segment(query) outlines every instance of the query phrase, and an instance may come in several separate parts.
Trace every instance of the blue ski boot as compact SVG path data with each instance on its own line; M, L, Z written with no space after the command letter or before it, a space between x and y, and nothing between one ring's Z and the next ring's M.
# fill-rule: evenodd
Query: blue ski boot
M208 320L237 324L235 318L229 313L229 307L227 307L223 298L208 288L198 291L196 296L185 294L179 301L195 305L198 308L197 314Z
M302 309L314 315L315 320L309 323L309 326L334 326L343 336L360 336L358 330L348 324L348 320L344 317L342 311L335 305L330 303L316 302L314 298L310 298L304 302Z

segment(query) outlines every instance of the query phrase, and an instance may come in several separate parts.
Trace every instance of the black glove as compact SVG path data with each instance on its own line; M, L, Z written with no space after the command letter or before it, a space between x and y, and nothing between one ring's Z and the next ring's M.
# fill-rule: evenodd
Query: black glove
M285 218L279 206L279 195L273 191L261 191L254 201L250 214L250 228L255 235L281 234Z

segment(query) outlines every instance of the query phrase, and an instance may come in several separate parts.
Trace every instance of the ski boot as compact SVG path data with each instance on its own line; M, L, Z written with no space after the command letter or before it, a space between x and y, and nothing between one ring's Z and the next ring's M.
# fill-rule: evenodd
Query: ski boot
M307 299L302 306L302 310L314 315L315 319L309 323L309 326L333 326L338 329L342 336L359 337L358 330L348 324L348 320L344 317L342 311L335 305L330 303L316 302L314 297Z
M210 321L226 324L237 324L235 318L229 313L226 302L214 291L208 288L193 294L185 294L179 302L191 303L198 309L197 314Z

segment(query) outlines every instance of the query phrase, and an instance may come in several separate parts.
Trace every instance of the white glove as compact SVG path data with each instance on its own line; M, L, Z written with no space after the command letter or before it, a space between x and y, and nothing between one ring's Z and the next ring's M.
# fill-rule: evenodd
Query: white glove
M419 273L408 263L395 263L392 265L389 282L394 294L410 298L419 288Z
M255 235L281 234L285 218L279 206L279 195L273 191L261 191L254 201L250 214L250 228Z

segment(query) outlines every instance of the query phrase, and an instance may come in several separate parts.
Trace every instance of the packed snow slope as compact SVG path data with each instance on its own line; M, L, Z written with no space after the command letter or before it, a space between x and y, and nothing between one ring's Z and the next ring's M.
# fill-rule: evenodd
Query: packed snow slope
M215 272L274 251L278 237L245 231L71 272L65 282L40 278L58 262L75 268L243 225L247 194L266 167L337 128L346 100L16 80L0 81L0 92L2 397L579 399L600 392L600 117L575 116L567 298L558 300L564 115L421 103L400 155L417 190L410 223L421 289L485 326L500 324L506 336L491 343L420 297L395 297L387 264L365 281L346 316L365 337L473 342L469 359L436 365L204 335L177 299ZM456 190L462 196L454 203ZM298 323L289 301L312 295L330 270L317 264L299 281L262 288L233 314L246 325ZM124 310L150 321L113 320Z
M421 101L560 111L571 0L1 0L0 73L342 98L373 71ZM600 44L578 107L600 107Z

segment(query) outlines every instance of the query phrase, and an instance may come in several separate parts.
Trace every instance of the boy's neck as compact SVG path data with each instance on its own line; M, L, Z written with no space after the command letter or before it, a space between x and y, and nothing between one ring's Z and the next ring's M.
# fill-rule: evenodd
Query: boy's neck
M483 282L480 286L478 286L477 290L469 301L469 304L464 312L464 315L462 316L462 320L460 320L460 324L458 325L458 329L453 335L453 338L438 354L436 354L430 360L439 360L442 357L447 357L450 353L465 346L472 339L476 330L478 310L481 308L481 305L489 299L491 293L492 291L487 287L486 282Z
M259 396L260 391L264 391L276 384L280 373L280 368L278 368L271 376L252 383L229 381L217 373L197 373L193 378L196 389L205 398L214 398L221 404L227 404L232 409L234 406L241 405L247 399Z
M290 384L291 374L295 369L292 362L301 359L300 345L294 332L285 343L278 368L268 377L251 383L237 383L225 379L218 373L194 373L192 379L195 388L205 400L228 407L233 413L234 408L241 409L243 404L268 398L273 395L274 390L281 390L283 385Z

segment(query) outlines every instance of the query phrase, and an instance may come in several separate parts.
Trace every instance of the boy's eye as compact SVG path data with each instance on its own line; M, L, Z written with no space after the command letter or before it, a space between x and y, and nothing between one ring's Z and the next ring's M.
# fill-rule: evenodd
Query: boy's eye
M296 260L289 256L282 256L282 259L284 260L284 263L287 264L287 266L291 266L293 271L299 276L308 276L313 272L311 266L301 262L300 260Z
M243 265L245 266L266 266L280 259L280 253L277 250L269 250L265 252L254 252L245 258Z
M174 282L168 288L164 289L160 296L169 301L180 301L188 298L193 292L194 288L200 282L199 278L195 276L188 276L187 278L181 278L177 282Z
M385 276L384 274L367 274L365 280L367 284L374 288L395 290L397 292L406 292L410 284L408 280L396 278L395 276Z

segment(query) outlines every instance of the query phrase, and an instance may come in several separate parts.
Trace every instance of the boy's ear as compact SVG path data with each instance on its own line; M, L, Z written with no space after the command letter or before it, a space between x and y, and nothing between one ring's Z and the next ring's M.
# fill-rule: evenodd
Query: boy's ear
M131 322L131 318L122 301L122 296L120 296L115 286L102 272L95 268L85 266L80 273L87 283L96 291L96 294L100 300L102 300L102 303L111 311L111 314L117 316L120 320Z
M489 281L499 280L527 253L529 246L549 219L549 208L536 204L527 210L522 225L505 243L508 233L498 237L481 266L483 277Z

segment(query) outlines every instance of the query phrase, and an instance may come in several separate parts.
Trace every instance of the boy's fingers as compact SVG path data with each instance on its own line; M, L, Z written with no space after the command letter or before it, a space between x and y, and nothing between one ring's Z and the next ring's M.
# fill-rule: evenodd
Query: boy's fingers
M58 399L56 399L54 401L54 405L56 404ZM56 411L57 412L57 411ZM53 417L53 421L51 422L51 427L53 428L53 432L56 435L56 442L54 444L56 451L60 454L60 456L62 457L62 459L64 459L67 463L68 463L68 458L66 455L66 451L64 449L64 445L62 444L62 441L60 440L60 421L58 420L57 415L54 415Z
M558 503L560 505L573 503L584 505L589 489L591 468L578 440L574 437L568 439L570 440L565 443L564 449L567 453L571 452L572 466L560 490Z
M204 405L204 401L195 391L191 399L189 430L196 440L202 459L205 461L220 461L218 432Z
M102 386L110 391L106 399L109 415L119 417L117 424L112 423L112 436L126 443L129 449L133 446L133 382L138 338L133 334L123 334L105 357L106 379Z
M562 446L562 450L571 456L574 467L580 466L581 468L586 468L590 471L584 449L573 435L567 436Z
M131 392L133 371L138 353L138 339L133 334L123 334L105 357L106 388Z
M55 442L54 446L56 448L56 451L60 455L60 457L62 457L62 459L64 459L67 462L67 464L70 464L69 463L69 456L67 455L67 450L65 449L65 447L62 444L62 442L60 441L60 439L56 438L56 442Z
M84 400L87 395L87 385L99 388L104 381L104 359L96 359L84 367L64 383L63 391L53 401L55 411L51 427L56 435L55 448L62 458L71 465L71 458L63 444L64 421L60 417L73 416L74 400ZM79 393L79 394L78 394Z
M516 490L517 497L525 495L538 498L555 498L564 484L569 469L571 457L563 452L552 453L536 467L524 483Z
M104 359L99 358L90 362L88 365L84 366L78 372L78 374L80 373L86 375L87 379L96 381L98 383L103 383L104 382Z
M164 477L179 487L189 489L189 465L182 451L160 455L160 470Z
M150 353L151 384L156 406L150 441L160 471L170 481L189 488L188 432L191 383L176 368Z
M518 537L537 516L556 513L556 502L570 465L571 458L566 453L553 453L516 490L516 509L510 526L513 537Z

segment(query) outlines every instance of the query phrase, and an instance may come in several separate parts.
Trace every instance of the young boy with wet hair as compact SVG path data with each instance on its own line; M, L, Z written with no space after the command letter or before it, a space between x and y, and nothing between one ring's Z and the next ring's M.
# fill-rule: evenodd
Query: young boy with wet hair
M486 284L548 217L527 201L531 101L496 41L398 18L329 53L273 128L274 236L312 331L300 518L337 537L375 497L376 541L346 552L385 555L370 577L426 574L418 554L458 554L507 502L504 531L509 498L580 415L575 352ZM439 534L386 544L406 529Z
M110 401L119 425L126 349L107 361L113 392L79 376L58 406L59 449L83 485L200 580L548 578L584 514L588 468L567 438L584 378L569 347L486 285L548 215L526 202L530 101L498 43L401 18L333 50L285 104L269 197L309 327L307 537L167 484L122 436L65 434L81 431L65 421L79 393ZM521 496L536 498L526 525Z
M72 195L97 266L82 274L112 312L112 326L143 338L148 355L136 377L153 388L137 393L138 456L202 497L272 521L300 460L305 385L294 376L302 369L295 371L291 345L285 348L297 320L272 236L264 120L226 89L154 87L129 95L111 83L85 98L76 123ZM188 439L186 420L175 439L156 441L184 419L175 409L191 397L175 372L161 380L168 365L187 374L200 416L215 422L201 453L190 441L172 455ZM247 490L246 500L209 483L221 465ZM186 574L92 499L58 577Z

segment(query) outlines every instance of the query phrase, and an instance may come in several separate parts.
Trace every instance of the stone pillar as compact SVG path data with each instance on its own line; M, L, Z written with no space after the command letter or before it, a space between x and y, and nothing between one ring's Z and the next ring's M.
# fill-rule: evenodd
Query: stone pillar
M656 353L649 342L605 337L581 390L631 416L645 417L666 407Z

■ **TRY IT**: All that should be returned is the run of lines from the one with "Trace every instance of the stone" to the last line of the material above, copied exactly.

■ **SOLVED PROBLEM**:
Trace every instance of the stone pillar as compact SVG path data with each instance on its own line; M, L, Z written with no space after the command letter or before it, a space between x and y, and nothing between one ring's Z and the next ring's M.
# fill-rule: evenodd
Query: stone pillar
M656 353L649 342L605 337L581 390L631 416L645 417L666 407Z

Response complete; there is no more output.